Write out all of the lines below word for word, but leave out the pictures.

◆ **MATERIAL FOR THIS TASK**
######

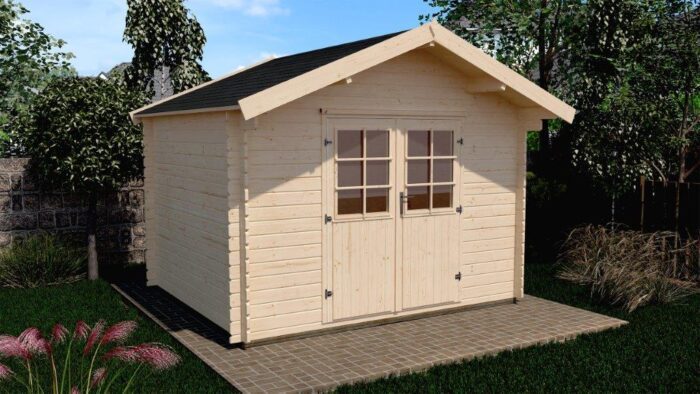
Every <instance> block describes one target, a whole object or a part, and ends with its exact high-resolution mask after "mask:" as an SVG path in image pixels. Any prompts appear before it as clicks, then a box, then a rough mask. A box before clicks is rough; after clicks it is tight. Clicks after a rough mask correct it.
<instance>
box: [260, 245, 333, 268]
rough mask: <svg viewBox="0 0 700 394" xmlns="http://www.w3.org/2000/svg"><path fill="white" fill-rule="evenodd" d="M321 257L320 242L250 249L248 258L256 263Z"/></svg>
mask: <svg viewBox="0 0 700 394" xmlns="http://www.w3.org/2000/svg"><path fill="white" fill-rule="evenodd" d="M313 257H321V244H320V243H318V244H313V245H302V246H288V247H283V248H272V249H259V250H250V251H249V252H248V258H249V259H250V261H253V262H256V263H265V262H271V261H288V260H298V259H308V258H313Z"/></svg>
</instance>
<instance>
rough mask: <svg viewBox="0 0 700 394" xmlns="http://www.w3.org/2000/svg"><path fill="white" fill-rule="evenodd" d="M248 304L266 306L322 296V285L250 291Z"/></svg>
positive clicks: (299, 286)
mask: <svg viewBox="0 0 700 394" xmlns="http://www.w3.org/2000/svg"><path fill="white" fill-rule="evenodd" d="M248 295H249V297H248V302H249V303H250V304H251V305H259V304H266V303H268V302H279V301H288V300H294V299H300V298H309V297H319V296H321V284H320V283H312V284H308V285H300V286H290V287H285V288H273V289H265V290H254V289H249V290H248Z"/></svg>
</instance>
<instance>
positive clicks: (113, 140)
mask: <svg viewBox="0 0 700 394" xmlns="http://www.w3.org/2000/svg"><path fill="white" fill-rule="evenodd" d="M146 101H147V100H146V99H145V97H144V95H143V94H142V93H140V92H134V91H131V90H128V89H127V88H125V87H124V86H122V85H121V84H118V83H114V82H111V81H102V80H100V79H92V78H77V77H72V78H62V79H58V80H55V81H52V82H51V83H50V84H49V85H48V86H47V87H46V88H45V89H44V90H43V91H42V92H41V94H40V95H39V96H38V97H37V98H36V99H35V100H34V103H33V104H32V106H31V109H30V111H29V118H28V125H27V130H26V131H25V132H24V133H23V134H24V140H23V143H24V146H25V147H26V149H27V153H29V155H30V157H31V161H30V166H29V169H30V171H31V172H32V173H33V174H35V176H36V177H37V179H38V180H39V182H40V184H41V185H42V186H43V187H46V188H49V189H52V190H64V191H70V192H74V193H79V194H81V195H85V196H86V199H87V203H88V204H87V205H88V210H87V226H86V233H87V240H88V277H89V278H90V279H92V280H94V279H96V278H97V277H98V265H97V250H96V245H95V234H96V227H97V201H98V198H99V197H100V196H102V195H103V194H104V193H106V192H111V191H115V190H117V189H118V188H119V187H121V186H122V185H124V184H125V183H127V182H128V181H130V180H132V179H137V178H140V177H141V176H142V173H143V141H142V140H143V133H142V130H141V127H140V126H136V125H134V124H132V122H131V120H130V119H129V115H128V113H129V111H131V110H133V109H134V108H138V107H140V106H142V105H143V104H144V103H145V102H146Z"/></svg>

######

◆ **TASK ANSWER**
Every <instance> block describes one target, a whole object or a part, and ends with its exact high-resolution mask after "mask:" as an SVG path in image pixels. Any prompts appear before it as clicks, then a box, then a rough mask. A box before clicks is rough; after clicks it is tight. Clicks after a rough mask correct it.
<instance>
box: [260, 245, 333, 268]
rough mask: <svg viewBox="0 0 700 394" xmlns="http://www.w3.org/2000/svg"><path fill="white" fill-rule="evenodd" d="M321 257L320 242L250 249L248 258L256 263Z"/></svg>
mask: <svg viewBox="0 0 700 394" xmlns="http://www.w3.org/2000/svg"><path fill="white" fill-rule="evenodd" d="M313 257H321V244H320V243H318V244H313V245H302V246H288V247H283V248H272V249H259V250H250V251H249V252H248V258H249V259H250V261H253V262H256V263H265V262H271V261H288V260H298V259H308V258H313Z"/></svg>
</instance>
<instance>
rough mask: <svg viewBox="0 0 700 394" xmlns="http://www.w3.org/2000/svg"><path fill="white" fill-rule="evenodd" d="M248 304L266 306L322 296V285L250 291Z"/></svg>
positive clicks: (299, 286)
mask: <svg viewBox="0 0 700 394" xmlns="http://www.w3.org/2000/svg"><path fill="white" fill-rule="evenodd" d="M248 295H249V297H248V302H249V303H250V304H251V305H259V304H266V303H268V302H279V301H288V300H294V299H300V298H309V297H319V296H321V284H320V283H312V284H308V285H300V286H290V287H285V288H273V289H265V290H254V289H249V290H248Z"/></svg>
</instance>
<instance>
positive clicks: (113, 140)
mask: <svg viewBox="0 0 700 394" xmlns="http://www.w3.org/2000/svg"><path fill="white" fill-rule="evenodd" d="M146 101H147V100H146V99H145V97H144V95H143V94H142V93H140V92H134V91H131V90H128V89H127V88H125V87H124V86H122V85H121V84H118V83H114V82H111V81H102V80H100V79H92V78H77V77H72V78H62V79H58V80H55V81H52V82H51V83H50V84H49V85H48V86H47V87H46V88H45V89H44V90H43V91H42V92H41V94H40V95H39V96H38V97H37V98H36V99H35V100H34V103H33V104H32V106H31V109H30V111H29V118H28V125H27V130H26V131H25V132H24V133H23V134H24V140H23V143H24V146H25V147H26V149H27V153H29V155H30V157H31V161H30V166H29V169H30V171H31V172H32V173H33V174H35V176H36V177H37V179H38V180H39V182H40V184H41V185H42V186H43V187H46V188H49V189H52V190H64V191H70V192H74V193H79V194H81V195H85V196H86V199H87V203H88V204H87V205H88V210H87V226H86V233H87V240H88V277H89V278H90V279H92V280H94V279H96V278H97V277H98V265H97V250H96V245H95V234H96V227H97V201H98V198H99V197H100V196H102V195H103V194H104V193H106V192H111V191H115V190H117V189H118V188H119V187H121V186H122V185H124V184H125V183H127V182H128V181H130V180H132V179H137V178H140V177H141V176H142V173H143V141H142V140H143V133H142V130H141V127H140V126H136V125H134V124H132V122H131V120H130V119H129V115H128V113H129V111H131V110H133V109H134V108H138V107H140V106H142V105H143V104H144V103H145V102H146Z"/></svg>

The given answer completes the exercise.